### WORK TO BE COMPLETED
Below is a set of records. Please retype every one exactly.

### DATA SUPPLIED
%%
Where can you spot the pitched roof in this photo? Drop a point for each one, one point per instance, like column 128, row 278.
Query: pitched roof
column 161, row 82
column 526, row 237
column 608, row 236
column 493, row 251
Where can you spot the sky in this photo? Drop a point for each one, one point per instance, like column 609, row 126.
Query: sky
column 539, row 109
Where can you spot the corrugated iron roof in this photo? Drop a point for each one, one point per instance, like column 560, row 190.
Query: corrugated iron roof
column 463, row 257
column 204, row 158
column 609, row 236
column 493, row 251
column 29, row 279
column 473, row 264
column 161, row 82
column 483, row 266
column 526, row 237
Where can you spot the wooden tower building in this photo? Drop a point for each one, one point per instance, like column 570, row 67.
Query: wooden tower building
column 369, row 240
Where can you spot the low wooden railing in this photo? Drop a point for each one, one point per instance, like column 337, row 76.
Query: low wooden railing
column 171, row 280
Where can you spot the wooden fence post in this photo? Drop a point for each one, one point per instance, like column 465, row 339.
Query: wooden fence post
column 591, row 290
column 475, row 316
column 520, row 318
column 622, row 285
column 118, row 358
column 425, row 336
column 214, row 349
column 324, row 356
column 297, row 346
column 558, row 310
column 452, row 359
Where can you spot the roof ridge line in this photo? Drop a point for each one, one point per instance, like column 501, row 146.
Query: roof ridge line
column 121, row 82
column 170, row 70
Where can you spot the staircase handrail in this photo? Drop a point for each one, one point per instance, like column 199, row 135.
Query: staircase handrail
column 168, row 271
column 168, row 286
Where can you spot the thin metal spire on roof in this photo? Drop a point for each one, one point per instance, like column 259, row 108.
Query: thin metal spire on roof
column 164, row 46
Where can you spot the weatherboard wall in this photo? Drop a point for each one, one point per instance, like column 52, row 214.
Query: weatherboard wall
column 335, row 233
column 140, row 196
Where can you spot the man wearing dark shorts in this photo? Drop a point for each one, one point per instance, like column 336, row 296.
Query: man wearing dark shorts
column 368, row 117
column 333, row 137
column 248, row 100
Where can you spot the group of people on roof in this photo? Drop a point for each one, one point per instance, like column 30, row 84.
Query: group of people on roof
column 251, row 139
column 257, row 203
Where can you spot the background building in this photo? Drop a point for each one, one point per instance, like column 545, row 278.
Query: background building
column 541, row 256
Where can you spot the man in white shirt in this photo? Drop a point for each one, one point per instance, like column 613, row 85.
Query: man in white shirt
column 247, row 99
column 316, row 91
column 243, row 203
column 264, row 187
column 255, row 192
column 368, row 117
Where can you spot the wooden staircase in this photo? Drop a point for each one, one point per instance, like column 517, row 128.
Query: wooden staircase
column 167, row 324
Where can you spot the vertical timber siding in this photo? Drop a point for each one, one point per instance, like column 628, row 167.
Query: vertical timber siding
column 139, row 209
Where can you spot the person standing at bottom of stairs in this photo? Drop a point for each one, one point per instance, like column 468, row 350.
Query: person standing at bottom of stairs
%%
### EXERCISE OUTPUT
Where can you spot the pitched roof in this photo? Drop a point for each one, one point per instance, like column 128, row 278.
Query: pitched roof
column 161, row 82
column 526, row 237
column 608, row 236
column 493, row 251
Where can you spot the sky in this photo? Drop a point for each one, one point per instance, like column 609, row 126.
Query: sky
column 539, row 109
Where can you spot the corrugated iron roof in this photo? Drop a point for each one, one point per instance, like column 560, row 190.
Query: corrugated iron roof
column 463, row 257
column 204, row 158
column 609, row 236
column 493, row 251
column 29, row 279
column 473, row 264
column 161, row 82
column 483, row 266
column 526, row 237
Where can you spot the wooden tower building in this photo? Drop a point for each one, one point per instance, like column 570, row 67.
Query: wooden tower building
column 369, row 240
Where can you spot the low wooden railing in this photo? Drop a point for each one, one point per instance, like column 337, row 76.
Query: low wooden railing
column 171, row 280
Where can you spot the wooden fence post in this photo? Drop a point for each one, one point per instance, like column 465, row 339.
Query: wooden fence post
column 591, row 290
column 475, row 316
column 520, row 318
column 622, row 285
column 118, row 358
column 425, row 336
column 214, row 349
column 324, row 356
column 297, row 346
column 558, row 310
column 452, row 359
Where can you spot the roof ridge line in this photo? Drop a point for each one, one point per instance, like column 501, row 146.
Query: roof ridge line
column 121, row 82
column 170, row 70
Where can you spot the staircase handrail in this photo? Drop a point for each one, one point per instance, like column 199, row 135.
Query: staircase handrail
column 168, row 271
column 168, row 286
Where can you spot the thin metal spire on roof in this photo? Drop a point for each one, one point per instance, like column 259, row 108.
Query: thin metal spire on roof
column 164, row 46
Where can you spot the weatherboard wall in this photo? Drop a point for each one, one point per instance, like column 52, row 214.
Query: weatherboard wall
column 335, row 233
column 140, row 196
Where can you spot the man wearing dark shorts in this photo? Drop a point for each one, one point per instance, like column 336, row 296.
Query: man wearing dark shorts
column 368, row 117
column 333, row 137
column 248, row 100
Where can you spot the group of people on roof in this photo? Drop a point for each one, one point per instance, like column 30, row 84.
Query: group of people on roof
column 251, row 139
column 257, row 203
Where can you spot the background building in this photo? Drop a point for each one, one point per instance, like column 545, row 278.
Query: background building
column 541, row 256
Where can you spot the man in white shirt in this photo? Drop a point for each one, one point per instance, like column 613, row 85.
Query: man in white shirt
column 247, row 99
column 316, row 91
column 243, row 203
column 264, row 187
column 255, row 192
column 368, row 117
Where can you spot the wooden staircase in this photo? Drop a point for each one, one point per instance, like column 517, row 128.
Query: wooden staircase
column 167, row 324
Where can you spot the vertical timber siding in this photo? Drop a point for each one, one point per instance, like column 628, row 167.
Query: vertical timber siding
column 139, row 209
Where can you spot the person standing at bottom of stairs in this photo? Drop a point for each one, one point per instance, like column 468, row 350.
Query: person standing at bottom of stairs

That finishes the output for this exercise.